| EXERCISE DESCRIPTION |
Starting from the line that contains "of the eyelid", reproduce each line exactly through the end of the material, and include no other lines.

---*---

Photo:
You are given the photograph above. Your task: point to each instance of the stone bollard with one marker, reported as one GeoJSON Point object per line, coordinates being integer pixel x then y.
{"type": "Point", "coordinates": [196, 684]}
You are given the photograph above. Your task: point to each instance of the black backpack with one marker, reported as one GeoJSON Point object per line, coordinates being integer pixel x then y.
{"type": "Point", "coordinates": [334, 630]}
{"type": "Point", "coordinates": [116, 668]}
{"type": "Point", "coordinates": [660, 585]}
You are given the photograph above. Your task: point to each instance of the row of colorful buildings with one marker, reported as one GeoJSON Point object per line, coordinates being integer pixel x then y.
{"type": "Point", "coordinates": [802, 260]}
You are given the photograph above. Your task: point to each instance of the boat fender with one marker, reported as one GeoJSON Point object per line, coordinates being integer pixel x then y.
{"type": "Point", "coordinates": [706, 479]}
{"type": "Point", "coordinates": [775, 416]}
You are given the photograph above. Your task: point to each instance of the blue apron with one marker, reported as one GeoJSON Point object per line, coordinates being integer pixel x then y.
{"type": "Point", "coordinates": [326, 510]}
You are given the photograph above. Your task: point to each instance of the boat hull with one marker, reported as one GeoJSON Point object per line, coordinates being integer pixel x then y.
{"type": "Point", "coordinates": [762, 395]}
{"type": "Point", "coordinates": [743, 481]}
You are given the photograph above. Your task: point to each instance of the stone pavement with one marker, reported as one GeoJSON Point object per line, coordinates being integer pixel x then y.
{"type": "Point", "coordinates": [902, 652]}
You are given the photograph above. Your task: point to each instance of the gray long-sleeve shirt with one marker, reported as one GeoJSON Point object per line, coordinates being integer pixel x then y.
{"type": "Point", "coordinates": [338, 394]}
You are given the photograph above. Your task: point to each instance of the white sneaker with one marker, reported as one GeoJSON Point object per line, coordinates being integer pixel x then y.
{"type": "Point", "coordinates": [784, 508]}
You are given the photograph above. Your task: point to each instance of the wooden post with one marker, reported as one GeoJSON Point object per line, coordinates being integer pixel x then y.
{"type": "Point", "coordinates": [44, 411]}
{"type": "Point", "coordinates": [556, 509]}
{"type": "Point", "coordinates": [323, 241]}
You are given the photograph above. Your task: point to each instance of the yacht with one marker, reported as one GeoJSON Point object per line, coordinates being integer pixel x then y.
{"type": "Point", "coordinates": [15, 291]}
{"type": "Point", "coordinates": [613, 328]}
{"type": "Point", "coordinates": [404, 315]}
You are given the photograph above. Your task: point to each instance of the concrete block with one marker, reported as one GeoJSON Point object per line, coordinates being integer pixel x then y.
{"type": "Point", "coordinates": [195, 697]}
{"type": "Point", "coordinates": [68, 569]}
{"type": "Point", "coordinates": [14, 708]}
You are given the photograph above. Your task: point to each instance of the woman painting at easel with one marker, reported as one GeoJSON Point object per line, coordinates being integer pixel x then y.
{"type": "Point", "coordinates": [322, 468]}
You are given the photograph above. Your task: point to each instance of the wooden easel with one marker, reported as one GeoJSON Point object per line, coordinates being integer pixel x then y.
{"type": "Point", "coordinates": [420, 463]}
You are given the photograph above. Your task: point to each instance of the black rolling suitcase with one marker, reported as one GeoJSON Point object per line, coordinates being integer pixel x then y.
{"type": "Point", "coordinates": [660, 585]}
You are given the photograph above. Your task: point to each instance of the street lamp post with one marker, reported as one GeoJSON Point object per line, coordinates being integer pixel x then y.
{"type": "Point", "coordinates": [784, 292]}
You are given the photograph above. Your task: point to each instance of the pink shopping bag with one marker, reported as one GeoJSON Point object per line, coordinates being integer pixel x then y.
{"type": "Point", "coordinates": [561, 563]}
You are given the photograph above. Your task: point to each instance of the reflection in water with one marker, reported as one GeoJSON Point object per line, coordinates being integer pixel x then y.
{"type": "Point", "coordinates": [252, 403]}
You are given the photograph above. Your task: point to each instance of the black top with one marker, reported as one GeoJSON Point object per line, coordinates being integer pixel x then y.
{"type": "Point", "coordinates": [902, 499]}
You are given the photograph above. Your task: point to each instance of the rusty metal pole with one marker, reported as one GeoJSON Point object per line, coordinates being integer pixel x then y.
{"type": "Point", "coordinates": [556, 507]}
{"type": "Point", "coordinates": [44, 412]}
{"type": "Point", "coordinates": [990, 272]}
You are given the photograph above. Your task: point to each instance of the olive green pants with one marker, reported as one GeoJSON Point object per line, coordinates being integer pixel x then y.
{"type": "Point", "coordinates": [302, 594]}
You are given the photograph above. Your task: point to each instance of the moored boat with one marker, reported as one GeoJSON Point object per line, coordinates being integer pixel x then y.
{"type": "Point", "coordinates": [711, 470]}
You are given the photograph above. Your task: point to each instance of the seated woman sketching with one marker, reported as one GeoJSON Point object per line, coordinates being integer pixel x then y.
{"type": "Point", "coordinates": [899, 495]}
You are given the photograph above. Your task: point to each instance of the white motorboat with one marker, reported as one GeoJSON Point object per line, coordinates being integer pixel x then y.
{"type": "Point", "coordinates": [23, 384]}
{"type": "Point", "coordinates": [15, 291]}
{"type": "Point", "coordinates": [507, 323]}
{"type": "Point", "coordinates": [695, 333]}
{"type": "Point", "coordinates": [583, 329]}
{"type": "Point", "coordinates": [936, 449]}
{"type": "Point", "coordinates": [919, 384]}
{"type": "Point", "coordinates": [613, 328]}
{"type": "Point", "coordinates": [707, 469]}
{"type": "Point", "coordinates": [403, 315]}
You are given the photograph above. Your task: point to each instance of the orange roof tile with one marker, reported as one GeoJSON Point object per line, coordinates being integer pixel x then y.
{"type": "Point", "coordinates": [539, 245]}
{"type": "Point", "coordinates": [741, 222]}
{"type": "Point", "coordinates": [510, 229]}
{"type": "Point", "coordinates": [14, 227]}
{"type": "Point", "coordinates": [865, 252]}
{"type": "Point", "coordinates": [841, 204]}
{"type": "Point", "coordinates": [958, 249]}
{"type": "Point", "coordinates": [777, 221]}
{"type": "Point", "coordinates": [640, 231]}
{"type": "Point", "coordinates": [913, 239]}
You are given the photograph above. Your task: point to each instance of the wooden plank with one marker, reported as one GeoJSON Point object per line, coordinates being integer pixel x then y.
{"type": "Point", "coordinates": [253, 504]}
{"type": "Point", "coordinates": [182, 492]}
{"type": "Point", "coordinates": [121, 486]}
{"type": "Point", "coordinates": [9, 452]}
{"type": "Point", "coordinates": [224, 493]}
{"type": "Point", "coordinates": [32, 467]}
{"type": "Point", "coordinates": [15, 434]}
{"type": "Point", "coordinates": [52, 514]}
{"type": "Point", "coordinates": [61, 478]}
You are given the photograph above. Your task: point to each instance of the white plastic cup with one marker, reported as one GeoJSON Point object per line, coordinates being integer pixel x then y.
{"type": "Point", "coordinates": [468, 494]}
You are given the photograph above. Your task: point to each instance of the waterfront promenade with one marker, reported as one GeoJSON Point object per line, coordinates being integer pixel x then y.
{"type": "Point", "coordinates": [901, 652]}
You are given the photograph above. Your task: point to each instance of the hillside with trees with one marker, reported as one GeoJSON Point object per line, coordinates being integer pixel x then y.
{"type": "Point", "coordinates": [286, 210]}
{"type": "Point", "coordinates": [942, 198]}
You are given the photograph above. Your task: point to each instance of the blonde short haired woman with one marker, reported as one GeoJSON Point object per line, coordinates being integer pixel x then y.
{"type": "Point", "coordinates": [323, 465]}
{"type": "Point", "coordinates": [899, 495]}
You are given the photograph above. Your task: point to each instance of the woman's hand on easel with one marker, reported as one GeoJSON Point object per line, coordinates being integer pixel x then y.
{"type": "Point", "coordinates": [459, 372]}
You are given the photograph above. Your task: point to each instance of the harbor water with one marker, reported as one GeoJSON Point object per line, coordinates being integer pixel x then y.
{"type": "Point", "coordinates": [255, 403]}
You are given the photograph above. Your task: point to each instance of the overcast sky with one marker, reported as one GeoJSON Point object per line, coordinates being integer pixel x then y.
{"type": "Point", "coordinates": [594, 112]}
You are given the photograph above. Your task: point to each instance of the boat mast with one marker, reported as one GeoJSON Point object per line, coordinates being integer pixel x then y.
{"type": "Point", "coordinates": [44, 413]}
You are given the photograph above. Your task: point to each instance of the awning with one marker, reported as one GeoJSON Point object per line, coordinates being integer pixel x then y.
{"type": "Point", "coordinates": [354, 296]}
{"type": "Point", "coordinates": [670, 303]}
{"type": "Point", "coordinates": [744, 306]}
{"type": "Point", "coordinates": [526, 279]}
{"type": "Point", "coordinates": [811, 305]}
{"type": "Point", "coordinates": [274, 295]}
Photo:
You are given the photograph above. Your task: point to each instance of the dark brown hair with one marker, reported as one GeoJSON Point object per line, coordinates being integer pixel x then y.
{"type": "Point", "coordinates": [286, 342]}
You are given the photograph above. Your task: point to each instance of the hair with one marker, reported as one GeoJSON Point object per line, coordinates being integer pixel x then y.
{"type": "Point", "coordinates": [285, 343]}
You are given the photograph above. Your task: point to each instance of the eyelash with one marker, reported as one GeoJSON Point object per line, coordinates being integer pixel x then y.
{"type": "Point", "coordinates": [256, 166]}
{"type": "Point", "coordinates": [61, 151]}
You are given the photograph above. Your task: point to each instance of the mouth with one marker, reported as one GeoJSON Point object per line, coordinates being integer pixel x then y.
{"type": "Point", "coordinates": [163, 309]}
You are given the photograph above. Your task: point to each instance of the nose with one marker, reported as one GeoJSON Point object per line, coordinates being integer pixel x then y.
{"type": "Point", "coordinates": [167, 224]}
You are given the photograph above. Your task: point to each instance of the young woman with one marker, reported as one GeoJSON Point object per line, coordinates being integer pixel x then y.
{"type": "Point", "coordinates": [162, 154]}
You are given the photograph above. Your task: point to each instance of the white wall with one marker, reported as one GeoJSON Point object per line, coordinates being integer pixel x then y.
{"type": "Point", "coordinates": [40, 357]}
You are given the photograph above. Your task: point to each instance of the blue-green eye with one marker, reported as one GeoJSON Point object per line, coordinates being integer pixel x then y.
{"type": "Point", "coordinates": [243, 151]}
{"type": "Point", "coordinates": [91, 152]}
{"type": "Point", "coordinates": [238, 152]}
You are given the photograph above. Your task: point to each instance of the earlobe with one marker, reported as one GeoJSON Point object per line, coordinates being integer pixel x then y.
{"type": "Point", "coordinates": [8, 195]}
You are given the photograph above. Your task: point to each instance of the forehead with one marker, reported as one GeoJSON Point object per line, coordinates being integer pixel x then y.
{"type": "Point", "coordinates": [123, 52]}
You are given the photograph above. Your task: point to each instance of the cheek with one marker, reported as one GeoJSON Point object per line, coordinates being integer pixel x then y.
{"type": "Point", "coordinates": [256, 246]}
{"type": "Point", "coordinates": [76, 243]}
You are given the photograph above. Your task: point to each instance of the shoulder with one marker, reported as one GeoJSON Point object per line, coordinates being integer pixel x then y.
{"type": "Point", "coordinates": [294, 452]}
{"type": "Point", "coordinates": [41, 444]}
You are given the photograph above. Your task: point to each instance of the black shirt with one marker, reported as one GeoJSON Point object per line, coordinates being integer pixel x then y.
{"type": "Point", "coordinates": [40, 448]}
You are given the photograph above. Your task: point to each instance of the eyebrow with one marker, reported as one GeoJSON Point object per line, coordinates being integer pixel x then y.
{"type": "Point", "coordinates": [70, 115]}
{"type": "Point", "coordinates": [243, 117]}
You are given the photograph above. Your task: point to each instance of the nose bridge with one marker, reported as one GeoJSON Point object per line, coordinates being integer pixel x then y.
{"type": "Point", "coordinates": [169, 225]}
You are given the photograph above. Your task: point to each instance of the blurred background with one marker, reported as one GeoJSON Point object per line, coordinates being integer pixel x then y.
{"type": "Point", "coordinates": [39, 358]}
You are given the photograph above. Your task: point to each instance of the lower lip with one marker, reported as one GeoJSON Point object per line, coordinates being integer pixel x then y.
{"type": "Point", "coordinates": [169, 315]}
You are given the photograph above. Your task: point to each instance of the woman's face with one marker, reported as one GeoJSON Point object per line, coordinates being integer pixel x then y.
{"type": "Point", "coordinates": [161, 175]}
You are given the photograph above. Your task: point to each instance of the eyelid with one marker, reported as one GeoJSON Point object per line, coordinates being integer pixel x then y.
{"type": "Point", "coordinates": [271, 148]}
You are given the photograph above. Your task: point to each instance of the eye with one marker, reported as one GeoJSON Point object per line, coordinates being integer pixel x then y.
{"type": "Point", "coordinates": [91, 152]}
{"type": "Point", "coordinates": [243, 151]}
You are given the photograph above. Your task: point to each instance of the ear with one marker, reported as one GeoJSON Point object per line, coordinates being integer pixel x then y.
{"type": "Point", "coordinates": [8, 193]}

---*---

| RESULT BELOW |
You are given the photograph above. Your task: point to each instance of the eyelid with one marker, reported as one GeoJSON Point object per line, coordinates being integer pixel x then y.
{"type": "Point", "coordinates": [271, 148]}
You are given the photograph above. Your task: point to each instance of the eye with one marker, reported as one GeoJSON Point object per line, coordinates being integer pixel x then y.
{"type": "Point", "coordinates": [91, 152]}
{"type": "Point", "coordinates": [243, 151]}
You are given the photograph above. Your task: point to each instance of the ear with one marker, reported as one GeoJSON Point object per line, coordinates being integer pixel x then y.
{"type": "Point", "coordinates": [8, 193]}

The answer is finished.